Records for location labeling:
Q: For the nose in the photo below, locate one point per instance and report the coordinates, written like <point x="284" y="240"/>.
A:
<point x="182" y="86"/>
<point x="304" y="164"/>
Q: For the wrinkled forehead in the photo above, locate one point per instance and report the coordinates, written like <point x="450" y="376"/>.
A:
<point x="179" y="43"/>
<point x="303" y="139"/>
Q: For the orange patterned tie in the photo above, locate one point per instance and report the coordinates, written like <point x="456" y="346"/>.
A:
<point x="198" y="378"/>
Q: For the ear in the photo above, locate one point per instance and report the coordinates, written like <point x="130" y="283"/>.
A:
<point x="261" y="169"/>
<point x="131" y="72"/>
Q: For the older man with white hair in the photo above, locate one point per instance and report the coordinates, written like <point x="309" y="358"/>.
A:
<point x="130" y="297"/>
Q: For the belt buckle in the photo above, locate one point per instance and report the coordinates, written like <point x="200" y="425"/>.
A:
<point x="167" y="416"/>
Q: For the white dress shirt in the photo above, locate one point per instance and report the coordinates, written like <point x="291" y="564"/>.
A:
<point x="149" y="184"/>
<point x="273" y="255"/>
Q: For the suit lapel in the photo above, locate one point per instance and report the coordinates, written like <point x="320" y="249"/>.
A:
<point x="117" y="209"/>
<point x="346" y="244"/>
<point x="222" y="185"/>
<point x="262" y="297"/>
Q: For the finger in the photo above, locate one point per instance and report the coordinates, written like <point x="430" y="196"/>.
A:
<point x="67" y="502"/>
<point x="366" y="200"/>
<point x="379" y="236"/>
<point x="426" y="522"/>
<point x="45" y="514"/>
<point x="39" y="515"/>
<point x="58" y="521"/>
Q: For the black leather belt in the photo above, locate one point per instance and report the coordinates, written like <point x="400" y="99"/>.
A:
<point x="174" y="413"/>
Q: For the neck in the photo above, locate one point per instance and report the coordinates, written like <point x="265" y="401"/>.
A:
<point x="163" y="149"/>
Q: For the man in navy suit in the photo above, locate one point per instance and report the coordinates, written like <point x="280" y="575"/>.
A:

— WHAT THIS TASK INVOLVES —
Turn the lines of the records above, starting at the line with "Q: For the suit" and continuing through the end of the records, into a Markdown table with the columns Row and Line. Omit blank lines and include only these lines.

— THE ANSWER —
| Row | Line |
|---|---|
| 1 | Q: For the suit lapel in the photo above, locate one point per instance and report the coordinates, written like <point x="320" y="249"/>. |
| 2 | A: |
| 3 | <point x="117" y="209"/> |
| 4 | <point x="346" y="244"/> |
| 5 | <point x="222" y="185"/> |
| 6 | <point x="262" y="297"/> |
| 7 | Q: For the finger in the photo above, locate one point per instance and report the coordinates, written like <point x="430" y="196"/>. |
| 8 | A: |
| 9 | <point x="67" y="502"/> |
| 10 | <point x="366" y="200"/> |
| 11 | <point x="379" y="236"/> |
| 12 | <point x="426" y="522"/> |
| 13 | <point x="45" y="514"/> |
| 14 | <point x="39" y="515"/> |
| 15 | <point x="58" y="521"/> |
| 16 | Q: For the black leather belt in the photo above, locate one point per instance and report the coordinates, written like <point x="400" y="99"/>. |
| 17 | A: |
| 18 | <point x="174" y="413"/> |
| 19 | Q: For the neck in the photo above, locate one point per instance and report the coordinates, written like <point x="265" y="401"/>. |
| 20 | A: |
| 21 | <point x="163" y="149"/> |
| 22 | Q: For the man in navy suit in the photo above, locate one point per instance and report the coordinates, written like <point x="280" y="575"/>. |
| 23 | A: |